◆ SET OF TASKS
**A)** In the extract on the Sales Agreement:
(i) What registration number does the Company's shelf registration statement on Form S-3 carry?
(ii) On what date did that registration statement become effective?
(iii) As which exhibit is a copy of the Sales Agreement attached?
**B)** Extend the extract on the Sales Agreement by writing the passage that follows its final sentence.

____ EXTRACT PROVIDED

The Company is not obligated to sell and the Agents are not obligated to buy or sell any
shares under the Sales Agreement. No assurance can be given that the Company will sell any shares
under the Sales Agreement, or, if it does, as to the price or amount of shares that it sells, or
the dates when such sales will take place.
The shares will be offered pursuant to the Companys shelf registration statement on Form S-3
(Registration No. 333-156002), which became effective upon filing with the Securities and Exchange
Commission on December 8, 2008.
A copy of the Sales Agreement is attached hereto as Exhibit 1.1 and is incorporated by
reference herein. The foregoing description of the material terms of the Sales Agreement and the
transactions contemplated thereby does not purport to be complete and is qualified in its entirety
by reference to Exhibit 1.1.

________
____ RECORD SET

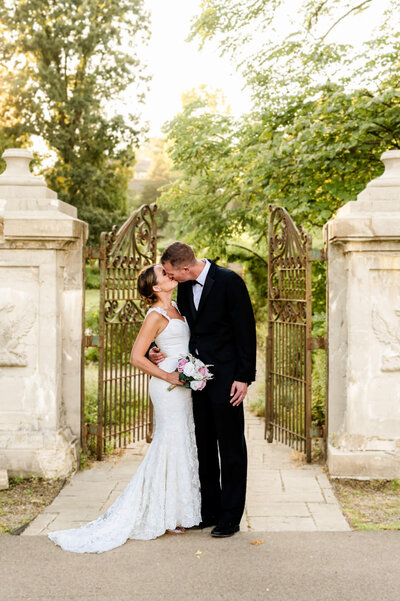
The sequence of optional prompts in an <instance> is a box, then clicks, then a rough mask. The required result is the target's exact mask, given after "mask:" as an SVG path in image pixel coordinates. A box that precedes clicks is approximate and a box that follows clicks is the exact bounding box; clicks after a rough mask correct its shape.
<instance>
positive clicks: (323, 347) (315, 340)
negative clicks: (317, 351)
mask: <svg viewBox="0 0 400 601" xmlns="http://www.w3.org/2000/svg"><path fill="white" fill-rule="evenodd" d="M317 349H326V337H325V336H319V337H316V338H309V339H308V340H307V350H308V351H315V350H317Z"/></svg>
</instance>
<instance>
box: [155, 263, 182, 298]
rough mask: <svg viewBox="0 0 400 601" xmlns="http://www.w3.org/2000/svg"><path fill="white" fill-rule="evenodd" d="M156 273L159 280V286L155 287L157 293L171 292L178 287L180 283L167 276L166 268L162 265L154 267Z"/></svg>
mask: <svg viewBox="0 0 400 601" xmlns="http://www.w3.org/2000/svg"><path fill="white" fill-rule="evenodd" d="M154 272H155V274H156V278H157V285H156V286H154V290H155V292H156V293H157V292H169V291H170V290H173V289H174V288H176V287H177V285H178V282H177V281H176V280H174V279H173V278H171V277H170V276H169V275H167V272H166V271H165V269H164V267H163V266H162V265H156V266H155V267H154Z"/></svg>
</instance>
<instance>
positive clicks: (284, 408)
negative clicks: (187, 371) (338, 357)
mask: <svg viewBox="0 0 400 601" xmlns="http://www.w3.org/2000/svg"><path fill="white" fill-rule="evenodd" d="M270 212H271V213H270V224H269V249H268V335H267V353H266V407H265V410H266V411H265V415H266V419H265V436H266V437H267V439H268V442H272V441H273V440H274V439H276V440H278V441H280V442H283V443H284V444H287V445H290V446H292V447H293V448H295V449H298V450H300V451H302V452H304V453H305V455H306V458H307V461H308V462H309V461H311V436H310V427H311V360H312V358H311V351H312V349H313V348H322V347H323V340H321V339H316V342H314V341H313V339H312V337H311V313H312V307H311V262H312V260H313V259H316V258H319V259H321V258H322V257H321V256H319V257H317V256H314V257H313V256H312V251H311V237H310V236H308V235H307V234H306V232H304V231H303V230H302V229H301V228H297V227H296V225H295V224H294V222H293V221H292V219H291V217H290V215H289V213H288V212H287V211H286V210H285V209H284V208H282V207H276V206H270Z"/></svg>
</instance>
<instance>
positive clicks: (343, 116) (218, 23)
mask: <svg viewBox="0 0 400 601" xmlns="http://www.w3.org/2000/svg"><path fill="white" fill-rule="evenodd" d="M370 4H371V1H367V2H358V3H355V2H353V3H352V2H346V1H341V2H339V0H337V1H336V0H332V1H330V2H329V1H325V2H323V1H319V0H318V1H317V0H303V1H302V2H299V11H298V13H299V14H298V16H297V17H296V18H297V20H298V21H299V20H300V21H301V23H302V28H301V29H295V30H289V31H286V37H285V38H284V40H283V42H282V43H281V42H277V41H276V36H274V35H273V32H274V27H273V24H274V19H277V18H278V17H279V18H282V13H279V10H281V9H282V8H284V6H285V5H287V2H284V1H283V0H282V1H279V0H270V1H269V2H267V1H266V0H263V1H261V0H247V1H245V2H240V3H239V2H236V1H234V0H232V1H231V2H225V0H209V1H207V2H204V3H203V4H202V6H203V11H202V13H201V15H200V16H199V17H198V19H197V20H196V22H195V23H194V30H193V35H198V36H201V40H202V42H203V43H204V42H206V41H207V39H208V38H209V37H210V36H214V37H216V38H217V39H218V40H219V42H220V47H221V51H222V52H228V51H229V52H232V53H233V56H236V57H237V54H238V53H242V54H243V47H245V45H246V43H248V44H251V32H252V31H254V29H255V28H256V25H257V27H261V28H262V30H263V31H264V32H265V35H266V37H265V42H264V44H263V45H261V47H260V48H258V49H257V51H255V52H254V53H253V55H252V56H251V57H248V56H247V57H245V58H244V59H242V60H241V62H240V63H239V66H238V68H241V69H243V70H244V72H245V73H246V75H247V82H248V85H249V86H252V89H253V92H254V110H253V111H252V113H251V114H249V115H246V116H245V117H244V118H243V119H241V120H238V121H235V120H234V119H233V118H232V117H230V116H229V115H227V114H224V113H223V112H219V111H218V110H216V109H215V107H214V108H213V109H211V108H210V106H207V102H206V101H205V100H204V98H203V99H202V98H201V95H199V96H198V98H197V99H194V100H193V101H192V102H191V103H189V104H187V105H186V106H185V107H184V108H183V110H182V112H180V113H179V114H178V115H177V116H176V117H175V118H174V119H173V120H172V121H171V122H170V123H168V124H167V125H166V132H167V136H168V139H169V142H170V144H171V156H172V158H173V161H174V165H175V168H176V169H177V170H178V171H179V172H180V178H178V180H177V181H176V182H175V183H174V184H173V186H172V187H171V188H169V190H168V191H167V192H166V193H165V194H164V202H165V203H166V204H167V206H169V207H170V208H171V209H173V210H175V211H176V212H177V213H179V214H180V215H183V216H184V217H183V218H182V219H181V231H182V233H183V234H187V236H188V237H189V238H192V239H193V240H195V239H196V238H197V239H199V240H201V241H202V243H203V244H205V245H209V246H210V247H212V248H214V249H215V251H219V252H223V251H225V250H226V245H227V243H228V242H229V241H230V238H232V237H235V236H236V237H237V236H241V235H242V236H243V235H245V236H246V235H247V236H248V238H249V242H251V243H252V244H254V243H257V244H260V243H261V241H262V240H263V239H264V240H265V237H266V234H267V219H268V204H269V203H271V202H272V203H277V204H281V205H283V206H285V207H286V208H287V209H288V210H289V211H290V213H291V215H292V216H293V217H294V219H295V220H296V221H297V222H298V223H301V224H303V225H305V226H306V227H308V228H309V229H313V228H314V227H320V226H322V225H323V224H324V223H325V222H326V221H327V220H328V219H329V218H330V217H331V216H332V214H333V213H334V212H335V211H336V210H337V209H338V208H339V207H340V206H341V205H342V204H343V203H345V202H347V201H349V200H351V199H355V198H356V195H357V193H358V192H359V191H360V190H361V189H362V188H363V187H364V186H365V184H366V183H367V182H368V181H369V180H370V179H371V178H372V177H374V176H375V175H377V174H378V173H379V172H380V171H381V170H382V165H381V163H380V161H379V157H380V154H381V152H382V151H384V150H387V149H389V148H400V110H399V109H400V106H399V102H400V83H399V79H398V67H399V49H400V45H399V39H400V38H399V34H398V32H397V29H396V20H398V14H397V13H396V12H395V10H394V8H395V7H396V6H397V5H398V2H391V3H390V7H391V12H390V15H391V16H392V17H393V19H394V21H393V22H391V24H390V27H389V25H388V23H387V19H388V18H389V13H388V15H386V16H385V18H384V19H383V24H382V27H381V28H380V30H379V36H378V35H377V37H375V38H374V39H373V40H368V41H367V47H368V48H370V49H371V51H370V52H369V53H368V54H363V52H364V51H365V48H363V50H360V49H358V50H357V49H355V48H350V46H345V45H343V44H342V43H337V42H330V41H329V36H330V35H331V34H330V33H329V30H332V27H333V25H334V23H336V22H338V21H340V20H341V17H340V15H341V16H342V17H343V18H344V17H345V15H346V14H347V13H348V14H351V13H353V12H354V13H356V12H357V11H358V12H359V11H360V10H362V9H367V7H368V6H369V5H370ZM357 6H358V8H357ZM338 11H339V12H338ZM295 25H296V26H298V25H299V23H295ZM321 32H323V33H321ZM328 34H329V35H328ZM249 36H250V37H249ZM280 37H281V38H282V35H281V36H280ZM372 50H374V51H372ZM237 60H239V59H238V58H237ZM355 72H356V74H357V77H353V75H354V74H355Z"/></svg>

________

◆ ANSWERS TO EACH TASK
**A)**
(i) Registration No. 333-156002
(ii) December 8, 2008
(iii) Exhibit 1.1

**B)**
Morrison & Foerster LLP issued its opinions with respect to the legality of the shares of
common stock that may be issued pursuant to the Sales Agreement and with respect to disclosure
regarding certain U.S. federal income tax matters, which opinions are attached hereto and
incorporated herein by reference as Exhibits 5.1 and 8.1, respectively. Kutak Rock LLP also issued
its opinion with respect to certain U.S. federal tax matters regarding our REIT status, which
opinion is attached hereto and incorporated by reference as Exhibit 8.2.
ATM Equity Offering is a service mark of Merrill Lynch & Co., Inc.
ITEM
8.01. Other Events.
On
March 31, 2011, the Company issued a press release announcing
the signing of the Sales Agreement. A copy of the press release is
attached hereto as Exhibit 99.1, and is incorporated herein by
reference.
ITEM 9.01. Financial Statements and Exhibits.
(d) Exhibits.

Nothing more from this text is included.